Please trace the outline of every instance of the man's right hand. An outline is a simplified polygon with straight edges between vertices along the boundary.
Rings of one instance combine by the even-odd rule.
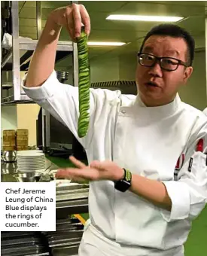
[[[89,14],[82,5],[72,4],[72,5],[59,8],[53,11],[48,17],[56,24],[65,27],[69,32],[72,41],[81,35],[82,24],[85,26],[85,32],[90,32],[90,20]]]
[[[39,87],[49,78],[55,66],[56,46],[62,27],[65,27],[71,39],[76,41],[81,35],[82,24],[87,35],[90,21],[84,5],[72,4],[53,11],[48,16],[37,47],[30,62],[25,85]]]

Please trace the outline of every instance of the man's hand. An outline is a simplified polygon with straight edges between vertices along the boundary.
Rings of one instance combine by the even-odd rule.
[[[66,178],[77,181],[118,181],[123,178],[124,171],[112,161],[93,161],[86,166],[74,157],[70,160],[78,168],[66,168],[56,172],[56,178]]]
[[[85,26],[85,32],[90,32],[89,14],[82,5],[72,4],[70,6],[57,8],[51,12],[48,20],[56,24],[66,28],[73,41],[81,35],[82,24]]]

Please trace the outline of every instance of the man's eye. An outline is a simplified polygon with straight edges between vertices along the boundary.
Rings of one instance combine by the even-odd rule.
[[[163,63],[167,64],[167,65],[177,65],[177,62],[172,60],[172,59],[163,59]]]

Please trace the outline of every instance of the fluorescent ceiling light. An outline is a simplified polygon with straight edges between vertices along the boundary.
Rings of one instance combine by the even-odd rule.
[[[157,21],[157,22],[176,22],[182,20],[182,17],[170,16],[141,16],[141,15],[109,15],[106,20],[132,20],[132,21]]]
[[[114,41],[89,41],[87,44],[89,46],[122,46],[126,44],[126,43]]]

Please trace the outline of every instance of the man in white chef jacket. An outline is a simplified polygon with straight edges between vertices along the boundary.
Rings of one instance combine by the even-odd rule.
[[[207,116],[207,108],[205,108],[202,112]]]
[[[53,11],[30,63],[24,90],[73,133],[89,166],[59,176],[90,181],[90,224],[80,256],[183,256],[191,221],[207,197],[207,121],[177,93],[193,72],[194,41],[172,25],[151,30],[138,56],[137,96],[90,89],[90,127],[78,136],[78,89],[60,84],[53,71],[62,26],[74,40],[83,5]]]

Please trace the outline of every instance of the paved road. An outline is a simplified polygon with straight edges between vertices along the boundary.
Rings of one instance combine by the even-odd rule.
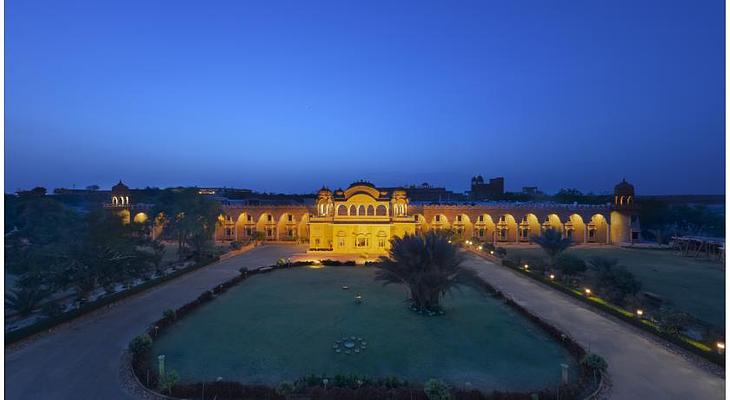
[[[131,338],[238,273],[270,265],[302,247],[267,245],[186,274],[126,300],[108,312],[62,327],[5,354],[6,399],[131,399],[119,381],[119,361]]]
[[[603,356],[613,381],[612,399],[725,398],[724,379],[642,337],[633,328],[472,254],[466,265],[523,307]]]

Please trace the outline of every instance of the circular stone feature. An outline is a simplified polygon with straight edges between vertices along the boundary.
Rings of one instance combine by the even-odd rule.
[[[350,336],[336,340],[332,345],[336,353],[344,352],[345,354],[360,353],[367,348],[367,342],[361,337]]]

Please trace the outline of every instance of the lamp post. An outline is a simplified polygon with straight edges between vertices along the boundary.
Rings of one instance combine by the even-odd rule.
[[[157,371],[160,374],[160,378],[165,376],[165,355],[160,354],[157,356]]]

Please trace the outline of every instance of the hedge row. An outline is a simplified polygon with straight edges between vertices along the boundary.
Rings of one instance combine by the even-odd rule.
[[[634,316],[634,314],[630,311],[624,310],[621,307],[618,307],[616,305],[610,304],[605,301],[599,301],[601,299],[598,299],[595,297],[584,296],[583,293],[576,291],[572,288],[566,287],[557,281],[548,279],[548,278],[544,277],[543,275],[533,273],[532,271],[524,270],[524,269],[520,268],[513,261],[503,259],[502,265],[507,268],[510,268],[514,271],[517,271],[525,276],[528,276],[534,280],[542,282],[543,284],[548,285],[548,286],[552,287],[553,289],[559,290],[575,299],[578,299],[578,300],[582,301],[583,303],[590,304],[592,307],[596,307],[596,308],[600,309],[601,311],[607,312],[607,313],[613,315],[614,317],[619,318],[622,321],[627,322],[639,329],[642,329],[646,332],[659,336],[660,338],[667,340],[668,342],[671,342],[687,351],[690,351],[693,354],[703,357],[704,359],[706,359],[708,361],[711,361],[722,367],[725,366],[725,356],[712,351],[711,348],[708,348],[704,343],[699,343],[702,345],[702,347],[700,347],[698,343],[695,343],[695,341],[689,337],[686,337],[684,335],[675,336],[675,335],[668,334],[668,333],[660,330],[659,328],[657,328],[650,321],[647,321],[645,319],[636,318]]]
[[[326,262],[326,263],[325,263]],[[311,261],[300,261],[294,263],[284,263],[279,265],[271,265],[269,267],[260,267],[254,270],[242,268],[240,275],[229,279],[228,281],[214,287],[211,290],[203,292],[198,298],[187,303],[177,310],[167,311],[164,316],[154,322],[147,330],[147,334],[153,338],[157,338],[165,329],[171,326],[176,320],[184,317],[195,308],[213,300],[216,296],[225,293],[231,287],[248,279],[251,275],[270,273],[278,269],[287,269],[292,267],[300,267],[314,264]],[[324,265],[354,265],[349,262],[338,262],[331,260],[321,261]],[[577,360],[582,359],[586,355],[586,351],[573,339],[567,337],[557,328],[543,321],[539,317],[531,314],[529,311],[521,307],[519,304],[506,298],[500,291],[488,283],[479,280],[481,289],[490,293],[499,299],[502,299],[508,306],[517,310],[535,324],[544,329],[550,336],[558,340],[568,352]],[[143,382],[151,390],[156,390],[158,383],[157,369],[152,363],[154,360],[149,352],[132,355],[132,369],[140,382]],[[563,385],[560,387],[560,398],[570,399],[578,398],[579,395],[595,388],[592,371],[585,369],[581,364],[581,376],[576,383]],[[353,387],[348,382],[352,379],[338,379],[338,376],[328,377],[331,382],[324,387],[322,380],[325,377],[304,377],[300,378],[291,385],[294,392],[283,393],[281,388],[275,388],[267,385],[250,385],[235,381],[211,381],[177,384],[173,387],[172,396],[177,398],[197,398],[205,393],[205,397],[216,398],[219,400],[239,400],[248,398],[267,398],[267,399],[286,399],[289,395],[295,398],[304,396],[310,399],[403,399],[403,400],[427,400],[426,394],[422,387],[415,386],[403,380],[398,380],[398,384],[393,384],[393,379],[368,379],[362,378],[365,382],[360,387]],[[338,384],[342,381],[344,383]],[[351,383],[351,382],[350,382]],[[553,389],[545,389],[535,392],[490,392],[484,393],[478,390],[462,390],[453,389],[451,391],[452,398],[459,400],[530,400],[534,394],[538,394],[540,399],[555,399],[557,393]]]
[[[32,336],[37,333],[43,332],[45,330],[51,329],[60,324],[72,321],[72,320],[74,320],[78,317],[81,317],[85,314],[88,314],[92,311],[98,310],[99,308],[102,308],[106,305],[109,305],[111,303],[117,302],[117,301],[127,298],[129,296],[135,295],[135,294],[143,292],[149,288],[157,286],[160,283],[169,281],[171,279],[175,279],[175,278],[179,277],[180,275],[200,269],[206,265],[210,265],[210,264],[218,261],[219,258],[220,257],[216,256],[209,260],[195,263],[191,266],[178,269],[178,270],[172,272],[171,274],[159,276],[155,279],[151,279],[147,282],[143,282],[143,283],[141,283],[137,286],[131,287],[127,290],[113,293],[108,296],[104,296],[100,299],[97,299],[97,300],[89,302],[89,303],[84,303],[79,308],[72,310],[72,311],[65,312],[59,316],[46,318],[44,320],[36,322],[33,325],[29,325],[29,326],[20,328],[15,331],[6,332],[5,333],[5,345],[7,346],[7,345],[15,343],[19,340],[25,339],[29,336]]]

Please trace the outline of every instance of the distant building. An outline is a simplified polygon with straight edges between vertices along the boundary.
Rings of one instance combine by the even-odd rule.
[[[504,194],[504,178],[491,178],[489,183],[484,183],[481,175],[471,178],[471,191],[469,198],[472,200],[486,200],[499,197]]]
[[[428,183],[423,183],[420,186],[410,185],[404,187],[386,187],[381,189],[389,192],[394,190],[405,190],[411,201],[423,203],[441,203],[466,200],[466,196],[462,193],[454,193],[450,190],[446,190],[446,188],[434,187]]]
[[[410,190],[355,182],[347,189],[322,188],[314,204],[222,204],[216,240],[244,240],[261,232],[264,240],[309,243],[314,253],[382,255],[390,240],[407,233],[451,229],[464,240],[528,243],[554,229],[576,244],[619,244],[639,239],[634,188],[616,185],[604,204],[411,202]]]
[[[152,208],[152,204],[134,203],[129,187],[120,180],[119,183],[112,186],[109,202],[104,203],[104,208],[116,213],[125,224],[132,221],[142,224],[149,219],[147,213]],[[153,230],[153,238],[154,234]]]

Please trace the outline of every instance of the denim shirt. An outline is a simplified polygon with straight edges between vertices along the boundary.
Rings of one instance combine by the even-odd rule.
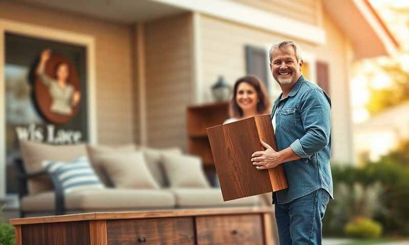
[[[320,188],[333,198],[331,153],[331,100],[317,85],[301,75],[288,96],[274,102],[278,151],[288,146],[301,159],[283,163],[288,188],[276,192],[279,204],[289,203]],[[274,201],[273,201],[274,203]]]

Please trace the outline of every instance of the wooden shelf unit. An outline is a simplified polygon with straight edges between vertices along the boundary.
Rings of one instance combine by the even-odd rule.
[[[206,128],[223,124],[229,117],[229,102],[226,101],[191,106],[187,108],[188,152],[200,157],[204,168],[214,167]]]

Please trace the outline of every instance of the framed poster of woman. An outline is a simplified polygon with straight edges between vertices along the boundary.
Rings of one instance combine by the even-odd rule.
[[[35,98],[49,120],[63,124],[77,114],[81,89],[75,67],[66,58],[43,50],[36,69]]]

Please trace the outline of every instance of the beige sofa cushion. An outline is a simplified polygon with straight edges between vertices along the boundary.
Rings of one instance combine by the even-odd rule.
[[[98,161],[116,188],[159,188],[141,152],[100,155]]]
[[[41,161],[43,160],[67,161],[86,155],[84,144],[52,145],[22,139],[20,140],[19,143],[24,167],[29,174],[43,171]],[[30,194],[53,189],[53,183],[48,176],[31,179],[28,184]]]
[[[161,187],[169,186],[169,181],[165,174],[162,163],[163,154],[166,153],[181,155],[181,150],[177,148],[156,149],[146,146],[141,146],[140,150],[144,153],[148,168],[156,182]]]
[[[24,197],[25,212],[52,212],[54,193],[47,191]],[[170,208],[175,205],[173,194],[160,189],[106,188],[71,193],[65,197],[67,210],[115,210],[143,208]]]
[[[205,207],[219,206],[257,206],[260,198],[257,195],[224,202],[218,188],[171,188],[176,205],[180,207]]]
[[[198,157],[165,154],[163,159],[172,187],[210,187]]]
[[[133,152],[137,151],[138,146],[130,144],[118,147],[111,147],[107,145],[87,145],[86,151],[88,153],[88,157],[91,161],[95,173],[99,177],[100,179],[105,186],[113,186],[111,183],[108,178],[105,170],[101,166],[98,162],[98,157],[101,155],[104,155],[116,152]]]

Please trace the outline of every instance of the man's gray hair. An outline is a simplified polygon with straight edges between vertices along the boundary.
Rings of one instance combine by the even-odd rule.
[[[279,50],[282,51],[283,48],[289,45],[292,46],[292,47],[294,48],[294,51],[296,52],[296,57],[297,59],[297,62],[299,62],[300,61],[303,60],[303,57],[301,56],[301,48],[300,47],[300,46],[294,42],[293,41],[285,40],[284,41],[279,42],[271,46],[271,48],[270,48],[270,51],[268,52],[268,56],[270,58],[270,64],[271,64],[271,60],[272,60],[272,52],[274,51],[274,50],[276,48],[278,48]]]

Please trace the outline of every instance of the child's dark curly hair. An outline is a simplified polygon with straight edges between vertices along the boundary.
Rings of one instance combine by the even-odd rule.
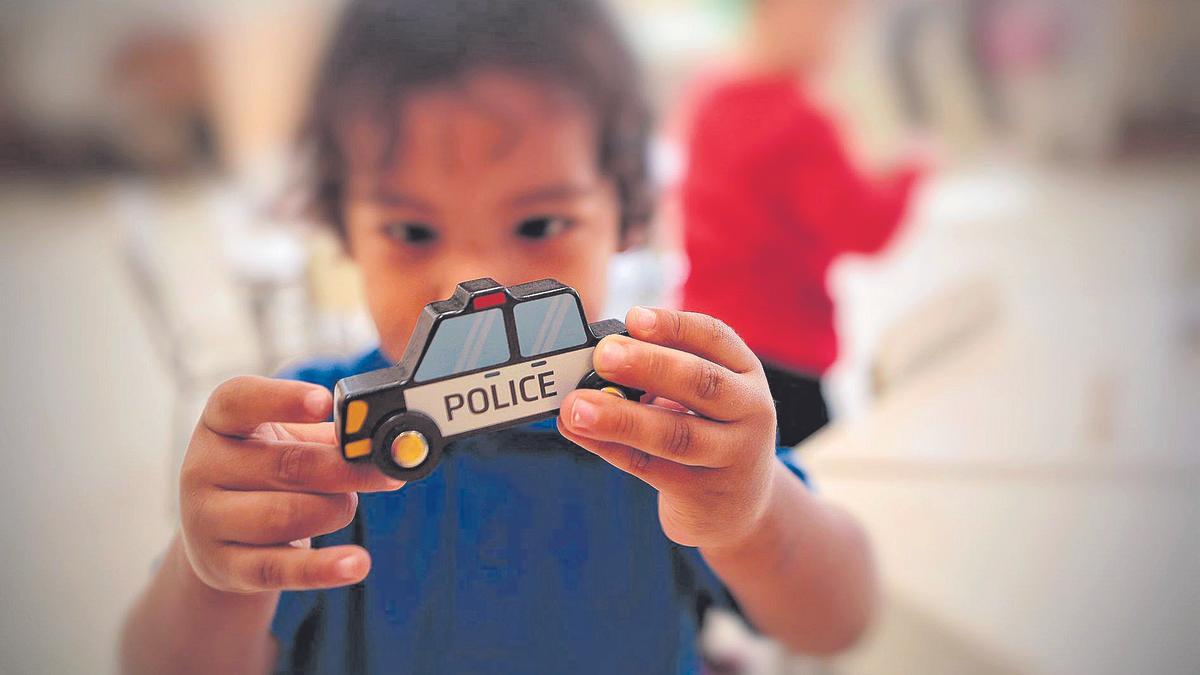
[[[542,77],[581,97],[598,123],[600,171],[620,198],[622,238],[636,238],[653,203],[650,112],[636,59],[600,0],[352,0],[301,135],[316,217],[344,237],[338,129],[349,113],[394,119],[409,94],[481,67]]]

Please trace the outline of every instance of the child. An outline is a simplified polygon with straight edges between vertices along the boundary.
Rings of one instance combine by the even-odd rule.
[[[838,358],[829,265],[887,244],[918,171],[864,177],[805,91],[845,0],[750,4],[745,62],[710,85],[691,124],[683,306],[728,322],[763,359],[780,442],[794,446],[828,422],[818,378]]]
[[[310,138],[380,346],[212,393],[126,670],[695,671],[695,607],[725,589],[799,650],[863,631],[865,540],[776,458],[758,362],[706,316],[635,309],[598,347],[656,405],[575,392],[409,485],[334,446],[329,388],[394,363],[458,281],[552,276],[599,316],[648,215],[635,72],[598,1],[350,4]]]

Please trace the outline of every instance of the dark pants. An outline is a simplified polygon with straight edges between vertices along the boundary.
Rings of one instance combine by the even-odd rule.
[[[775,399],[780,446],[792,447],[829,423],[829,408],[821,394],[818,378],[767,362],[762,363],[762,368],[767,371],[770,396]]]

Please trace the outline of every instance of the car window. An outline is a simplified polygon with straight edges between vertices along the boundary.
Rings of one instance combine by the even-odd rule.
[[[522,357],[536,357],[587,342],[575,295],[563,293],[512,307]]]
[[[487,368],[509,360],[509,339],[504,331],[504,313],[499,307],[443,321],[425,358],[416,369],[416,380],[426,382]]]

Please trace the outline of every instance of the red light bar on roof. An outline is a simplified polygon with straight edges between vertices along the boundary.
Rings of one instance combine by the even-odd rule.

-- -- --

## GIVEN REQUEST
Copy the rows word for word, starting with the first line and stopping after the line that contains "[[[114,41],[89,41],[87,44],[89,46],[122,46],[126,44],[126,43]]]". Omit the pictures.

## COMPLETED EXERCISE
Please trace the outline of every instance of the man's right hand. An outline is a simplified polygon with straight edges between vertices along the boundary.
Rings of one instance combine by the even-odd rule.
[[[89,14],[82,5],[72,4],[72,5],[59,8],[53,11],[48,17],[56,24],[65,27],[69,32],[72,41],[81,35],[82,24],[85,26],[85,32],[90,32],[90,20]]]
[[[39,87],[49,78],[55,66],[56,46],[62,27],[65,27],[71,39],[76,41],[81,35],[82,24],[87,35],[90,21],[84,5],[72,4],[53,11],[48,16],[37,47],[30,62],[25,85]]]

Please trace the outline of every instance of the man's hand. An outline is a simplified polygon with straight edges between vertices along the boundary.
Rings of one instance combine by the even-odd rule.
[[[66,178],[77,181],[118,181],[123,178],[124,171],[112,161],[93,161],[86,166],[74,157],[70,160],[78,168],[66,168],[56,172],[56,178]]]
[[[85,26],[85,32],[90,32],[89,14],[82,5],[72,4],[70,6],[57,8],[51,12],[48,20],[56,24],[66,28],[73,41],[81,35],[82,24]]]

Please trace the outline of every instance of the man's eye. An outline is a simplified polygon with straight edges between vertices along the boundary.
Rings of one instance combine by the even-odd rule.
[[[163,63],[167,64],[167,65],[177,65],[177,62],[172,60],[172,59],[163,59]]]

Please trace the outline of every instance of the fluorescent ceiling light. An outline is a simplified polygon with straight edges between vertices along the boundary.
Rings of one instance combine by the even-odd rule.
[[[157,21],[157,22],[176,22],[182,20],[182,17],[170,16],[141,16],[141,15],[109,15],[106,20],[132,20],[132,21]]]
[[[114,41],[89,41],[87,44],[89,46],[122,46],[126,44],[126,43]]]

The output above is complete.